• Exercise goal
Say whether each of these statements agrees with the excerpt on organ and marrow donation, answering yes or no and quoting the excerpt's deciding words: 1. Garrett Stackman's stem cells went to a man in New York. 2. Linda Cheatham received a donated liver. 3. About 6,000 people in the U.S. are waiting for organ transplants at this moment.

• Excerpt provided
+ + + +

It took Garrett Stackman just six hours to save the life of a man he'd never met—a man with three children, a wife, parents and a lot of friends.

Stackman, who lives in Potomac, Md., donated stem cells to a New York man after he turned up as a match on the National Marrow Donor list. The stem cells saved the life of Jim Briggs, who had acute myelogenous leukemia but is now in remission.

"It's one of the more important things I'll do in my life," said Stackman, who added that he'd do it again in a heartbeat.  (Read more.)

Linda Cheatham calls every day "an ice cream sundae with a great big glob of whipped cream and a cherry on top" because a donated kidney gave her a life in which she can work and live normally. She speaks not just for herself, but for 10 members of her family who also needed kidney transplants. (Read more.)

Right this minute, more than 100,000 people in the U.S. are waiting for organ transplants that could save their lives.

At any given time, 6,000 people are searching for a matched bone marrow donor or cord blood unit.

They are all counting on people they probably don't even know to be generous and donate the organs, tissue, marrow and cord blood that could make all the difference.

HRSA oversees the donation and allocation systems that ensure these life-saving gifts are given fairly and efficiently to the people who need them most.

HRSA also works to increase donation, help donors and improve the health outcomes of people who have transplants.

+ + + +

• Recorded data
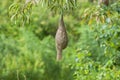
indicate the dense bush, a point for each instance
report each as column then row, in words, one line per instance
column 93, row 53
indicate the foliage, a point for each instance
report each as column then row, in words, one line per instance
column 28, row 52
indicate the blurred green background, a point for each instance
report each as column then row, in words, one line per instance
column 93, row 53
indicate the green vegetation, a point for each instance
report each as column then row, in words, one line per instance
column 27, row 45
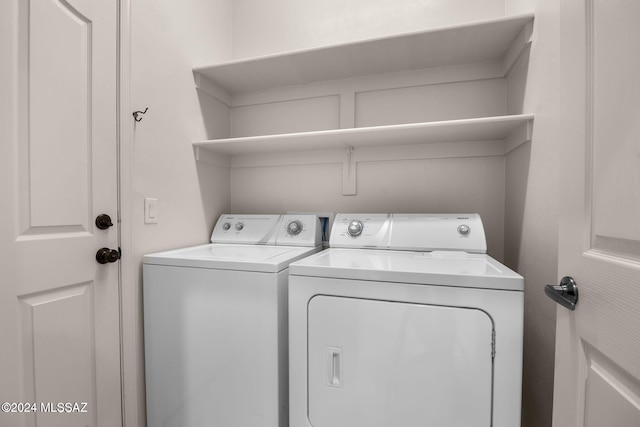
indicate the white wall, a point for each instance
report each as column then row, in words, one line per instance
column 433, row 185
column 168, row 39
column 267, row 26
column 515, row 195
column 532, row 208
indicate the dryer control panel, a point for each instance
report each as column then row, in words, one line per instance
column 414, row 232
column 282, row 230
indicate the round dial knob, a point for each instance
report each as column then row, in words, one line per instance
column 103, row 221
column 294, row 228
column 464, row 229
column 355, row 228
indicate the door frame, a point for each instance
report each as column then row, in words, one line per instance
column 131, row 350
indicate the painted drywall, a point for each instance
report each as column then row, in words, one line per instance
column 532, row 204
column 168, row 39
column 516, row 195
column 269, row 26
column 433, row 185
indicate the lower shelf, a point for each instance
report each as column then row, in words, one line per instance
column 490, row 136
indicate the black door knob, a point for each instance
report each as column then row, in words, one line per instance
column 105, row 255
column 103, row 221
column 565, row 294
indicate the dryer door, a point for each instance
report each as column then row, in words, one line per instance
column 381, row 363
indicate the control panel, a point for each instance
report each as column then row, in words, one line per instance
column 285, row 230
column 417, row 232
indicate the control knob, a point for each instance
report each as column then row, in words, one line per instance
column 355, row 228
column 294, row 228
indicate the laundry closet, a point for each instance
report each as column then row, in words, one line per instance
column 364, row 107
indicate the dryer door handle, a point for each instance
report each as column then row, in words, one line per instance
column 334, row 366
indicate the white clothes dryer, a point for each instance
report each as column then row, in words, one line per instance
column 215, row 323
column 405, row 321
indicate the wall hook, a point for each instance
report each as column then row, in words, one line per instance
column 137, row 114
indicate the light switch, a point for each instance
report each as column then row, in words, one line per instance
column 150, row 211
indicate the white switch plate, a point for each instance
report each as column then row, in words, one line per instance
column 150, row 211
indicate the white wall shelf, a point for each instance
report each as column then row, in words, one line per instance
column 485, row 41
column 282, row 98
column 478, row 129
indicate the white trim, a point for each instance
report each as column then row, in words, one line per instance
column 132, row 376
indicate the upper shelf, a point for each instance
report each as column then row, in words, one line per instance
column 478, row 129
column 462, row 44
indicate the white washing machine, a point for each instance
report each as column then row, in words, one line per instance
column 405, row 321
column 215, row 323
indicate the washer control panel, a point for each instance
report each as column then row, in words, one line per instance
column 289, row 230
column 415, row 232
column 361, row 231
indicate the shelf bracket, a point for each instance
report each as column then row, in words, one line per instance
column 349, row 172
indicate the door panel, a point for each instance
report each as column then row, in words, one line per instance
column 597, row 378
column 59, row 308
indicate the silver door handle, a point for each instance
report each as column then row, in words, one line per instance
column 565, row 294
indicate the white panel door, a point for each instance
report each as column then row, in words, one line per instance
column 597, row 373
column 380, row 364
column 59, row 316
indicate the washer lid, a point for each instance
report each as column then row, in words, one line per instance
column 263, row 258
column 445, row 268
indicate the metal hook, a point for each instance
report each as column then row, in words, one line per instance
column 136, row 114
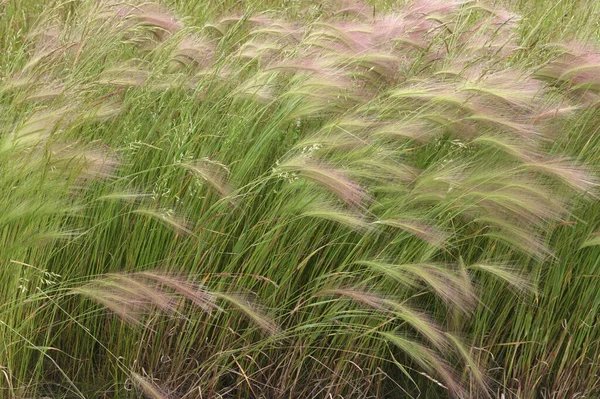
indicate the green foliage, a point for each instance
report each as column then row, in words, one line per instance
column 277, row 200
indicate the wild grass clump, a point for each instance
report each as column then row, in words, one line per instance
column 343, row 201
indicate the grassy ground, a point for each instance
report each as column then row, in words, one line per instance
column 279, row 199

+ + + +

• Answer space
1. Yes: "donated stem cells to a New York man"
2. No: "a donated kidney gave her a life in which she can work and live normally"
3. No: "more than 100,000 people in the U.S. are waiting for organ transplants"